Named-object pointing data:
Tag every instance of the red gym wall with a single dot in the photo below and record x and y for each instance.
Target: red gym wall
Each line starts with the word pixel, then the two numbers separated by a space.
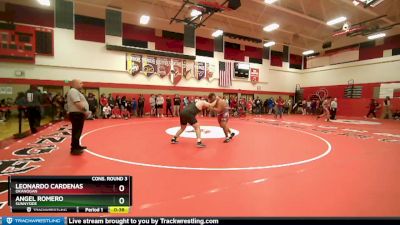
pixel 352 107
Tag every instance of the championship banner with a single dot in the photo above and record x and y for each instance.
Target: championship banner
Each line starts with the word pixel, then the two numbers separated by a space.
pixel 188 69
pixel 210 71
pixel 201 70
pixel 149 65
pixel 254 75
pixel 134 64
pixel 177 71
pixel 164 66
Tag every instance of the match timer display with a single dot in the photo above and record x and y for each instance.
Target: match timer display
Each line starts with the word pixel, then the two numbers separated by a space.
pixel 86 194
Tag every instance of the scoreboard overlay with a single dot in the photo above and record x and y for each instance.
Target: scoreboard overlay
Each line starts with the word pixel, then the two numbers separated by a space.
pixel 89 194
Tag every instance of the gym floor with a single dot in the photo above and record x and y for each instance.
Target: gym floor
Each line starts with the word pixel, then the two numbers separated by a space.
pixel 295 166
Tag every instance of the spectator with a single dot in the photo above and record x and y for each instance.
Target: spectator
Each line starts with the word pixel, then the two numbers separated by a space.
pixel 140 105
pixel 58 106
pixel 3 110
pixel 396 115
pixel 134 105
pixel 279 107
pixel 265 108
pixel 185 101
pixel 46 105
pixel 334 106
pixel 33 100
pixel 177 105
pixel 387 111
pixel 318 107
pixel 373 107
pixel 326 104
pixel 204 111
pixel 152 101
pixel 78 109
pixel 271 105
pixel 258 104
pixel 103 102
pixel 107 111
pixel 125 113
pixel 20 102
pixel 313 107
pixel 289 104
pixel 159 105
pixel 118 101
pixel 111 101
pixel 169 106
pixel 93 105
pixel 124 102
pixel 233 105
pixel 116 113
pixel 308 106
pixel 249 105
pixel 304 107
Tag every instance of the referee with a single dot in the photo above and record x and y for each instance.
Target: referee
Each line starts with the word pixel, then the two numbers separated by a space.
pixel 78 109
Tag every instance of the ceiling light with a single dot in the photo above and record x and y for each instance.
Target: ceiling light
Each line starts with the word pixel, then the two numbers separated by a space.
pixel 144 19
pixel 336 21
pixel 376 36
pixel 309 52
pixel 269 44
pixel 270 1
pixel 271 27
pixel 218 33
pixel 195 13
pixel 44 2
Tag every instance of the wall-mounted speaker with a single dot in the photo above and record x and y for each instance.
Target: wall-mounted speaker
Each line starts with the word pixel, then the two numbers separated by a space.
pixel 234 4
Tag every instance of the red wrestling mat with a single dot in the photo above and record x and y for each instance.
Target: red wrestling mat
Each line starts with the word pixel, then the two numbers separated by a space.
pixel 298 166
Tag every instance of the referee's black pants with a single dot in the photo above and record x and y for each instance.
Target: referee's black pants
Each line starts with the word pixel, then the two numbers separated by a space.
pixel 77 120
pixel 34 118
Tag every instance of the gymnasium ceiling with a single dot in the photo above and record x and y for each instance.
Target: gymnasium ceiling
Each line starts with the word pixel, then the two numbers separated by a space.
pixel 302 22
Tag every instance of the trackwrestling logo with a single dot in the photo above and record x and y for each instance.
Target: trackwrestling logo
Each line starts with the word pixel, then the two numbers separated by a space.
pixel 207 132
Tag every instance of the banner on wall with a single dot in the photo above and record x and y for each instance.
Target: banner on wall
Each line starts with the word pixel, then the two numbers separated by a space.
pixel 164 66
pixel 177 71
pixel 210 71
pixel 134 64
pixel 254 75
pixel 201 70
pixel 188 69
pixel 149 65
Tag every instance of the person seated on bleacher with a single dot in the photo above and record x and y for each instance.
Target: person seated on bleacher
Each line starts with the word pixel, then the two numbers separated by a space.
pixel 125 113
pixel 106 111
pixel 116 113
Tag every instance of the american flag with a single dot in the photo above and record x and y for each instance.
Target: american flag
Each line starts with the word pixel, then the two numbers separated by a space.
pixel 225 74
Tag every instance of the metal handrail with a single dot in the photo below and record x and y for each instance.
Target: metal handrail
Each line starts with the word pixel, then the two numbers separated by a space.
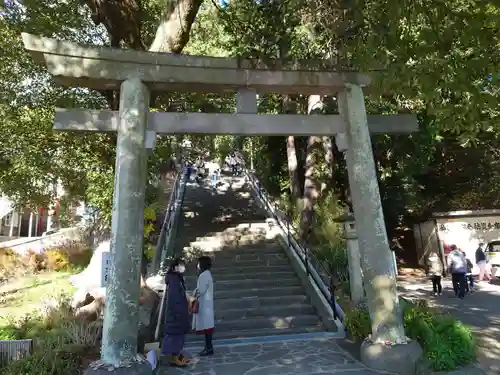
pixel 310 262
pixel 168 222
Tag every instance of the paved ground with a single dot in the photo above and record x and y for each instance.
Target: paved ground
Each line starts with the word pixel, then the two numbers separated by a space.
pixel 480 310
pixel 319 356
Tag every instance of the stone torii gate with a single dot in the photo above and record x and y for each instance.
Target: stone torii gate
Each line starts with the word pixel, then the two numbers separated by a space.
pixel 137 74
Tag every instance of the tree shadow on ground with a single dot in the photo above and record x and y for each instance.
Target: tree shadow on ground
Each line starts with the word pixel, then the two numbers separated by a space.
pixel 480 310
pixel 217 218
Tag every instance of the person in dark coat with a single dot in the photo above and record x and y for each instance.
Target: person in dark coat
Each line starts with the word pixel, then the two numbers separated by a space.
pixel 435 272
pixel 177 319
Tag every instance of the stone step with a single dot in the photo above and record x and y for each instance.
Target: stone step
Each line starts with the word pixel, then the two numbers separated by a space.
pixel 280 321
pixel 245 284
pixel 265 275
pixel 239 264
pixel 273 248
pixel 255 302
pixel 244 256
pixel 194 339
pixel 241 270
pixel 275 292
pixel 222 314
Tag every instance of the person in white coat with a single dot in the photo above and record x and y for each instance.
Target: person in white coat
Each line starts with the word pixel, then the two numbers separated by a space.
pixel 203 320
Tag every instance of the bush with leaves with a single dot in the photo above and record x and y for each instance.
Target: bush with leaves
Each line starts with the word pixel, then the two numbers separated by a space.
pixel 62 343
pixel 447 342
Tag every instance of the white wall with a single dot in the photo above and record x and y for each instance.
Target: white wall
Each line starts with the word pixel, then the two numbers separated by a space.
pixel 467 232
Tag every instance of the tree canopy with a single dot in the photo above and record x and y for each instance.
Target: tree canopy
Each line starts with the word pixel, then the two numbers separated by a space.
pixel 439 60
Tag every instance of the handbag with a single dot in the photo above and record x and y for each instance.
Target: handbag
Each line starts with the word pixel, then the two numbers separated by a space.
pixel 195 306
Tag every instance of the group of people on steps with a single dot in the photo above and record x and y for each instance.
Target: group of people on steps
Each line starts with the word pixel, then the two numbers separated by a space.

• [WRITTEN REQUEST] Copy everything from the line containing "Tag every instance of the person in white" down to the end of the data, without changing anything.

• [SOLUTION BELOW]
Tag every instance of the person in white coat with a single dot in the photo above and record x and y for each instance.
Target: person in white coat
Each line starts with the word pixel, then the two numbers separated by a space.
pixel 203 320
Tag every instance of the bush with leaves with a single dot in the photo above and record x and y for each instance.
Target: bush with leaves
Each line starts with the word pixel, then the two numbers separated by a space.
pixel 62 343
pixel 447 342
Tag every instance of the white wall with a single dot in the photo above and record x and y for each instance.
Target: white wall
Each line starts with the word pixel, then the two numbers separated by a space.
pixel 467 232
Tag every instance of the tree canopy with a single dot in the photo above and record x and y for each instance.
Target: tree canopy
Each line starts with the word pixel, then the two numbers separated by a space.
pixel 439 60
Tag every instance of the handbag with a single dot in the photo above and record x and y for each instance.
Target: handbag
Each line starts with the word pixel, then the two numbers separated by a space.
pixel 195 306
Tag every instance of the group of people on steps with a single dot in the photo above and record x and y for each instance.
Target: group of people on steps
Each line starts with the word pixel, then the two numbers separated by a space.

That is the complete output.